— START OF DOCUMENT TEXT —
PostGIS Data Anonymization
Among all the sensitive spatial data being collected through cellphones and credit cards, our address of residency is probably the most delicate one. Can it be anonymized/pseudonymized/obscured before you share it with your business partners?
Imagine given a set of address points for each of your clients and the set of all address points in the country, you should adjust it in the following way:
- find the two nearest address points for each address point of your client
- find the center of these two and the client address point
- measure the distance of the computed center to each of three points and keep the maximum value
- make the biggest distance even bigger by adding 10 % of its value
- ceil the value
- output the new position and the ceiled distance
This shifts each address point by a dynamic distance, giving us at least three points within the given distance (one of them being the original address point).
— END OF DOCUMENT TEXT —
— START OF SUPPLIED MATERIAL —
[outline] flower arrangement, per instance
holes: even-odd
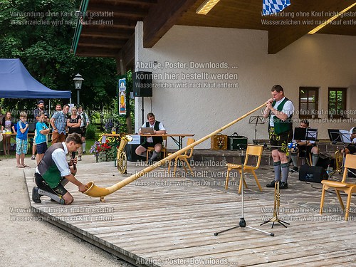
— END OF SUPPLIED MATERIAL —
WORK TO COMPLETE -
**a.** Print the stretch of the PostGIS anonymization text from "PostGIS Data Anonymization" through "your business partners?".
**b.** According to the PostGIS anonymization text, by how much is the biggest distance enlarged?
**c.** Write the next part of the PostGIS anonymization text, picking up after its final sentence.
The lines have nothing to do with the PostGIS anonymization text.

TASK-BY-TASK OUTPUTS -
**a.**
PostGIS Data Anonymization
Among all the sensitive spatial data being collected through cellphones and credit cards, our address of residency is probably the most delicate one. Can it be anonymized/pseudonymized/obscured before you share it with your business partners?

**b.** By 10 % of its value.

**c.**
SELECT
tmp.code,
ST_X(tmp.new_position) x,
ST_Y(tmp.new_position) y,
ceil(MAX(biggest_distance) + MAX(biggest_distance) * 0.1) round_distance
FROM (
SELECT
tmp.code,
tmp.geom,
ST_Centroid((ST_Union(two_closest_points, tmp.geom))) new_position,
-- get distance to two closest points and the client address point
ST_Centroid((ST_Union(two_closest_points, tmp.geom))) <-> (ST_DumpPoints(ST_Union(two_closest_points, tmp.geom))).geom biggest_distance
FROM (
SELECT
r1.code,
r1.geom,
ST_Union(neighbours.geom) two_closest_points
FROM address_points r1,
LATERAL (
-- keep two closest points to each client address point
SELECT
r2.code,
r2.geom,
r1.geom <-> r2.geom distance
FROM address_points r2
WHERE r1.code <> r2.code
ORDER BY r1.geom <-> r2.geom ASC
LIMIT 2
) neighbours
GROUP BY
r1.code,
r1.geom
) tmp
) tmp
GROUP BY
tmp.code,
tmp.geom,
tmp.new_position;
You might want to use LATERAL
for tasks like this.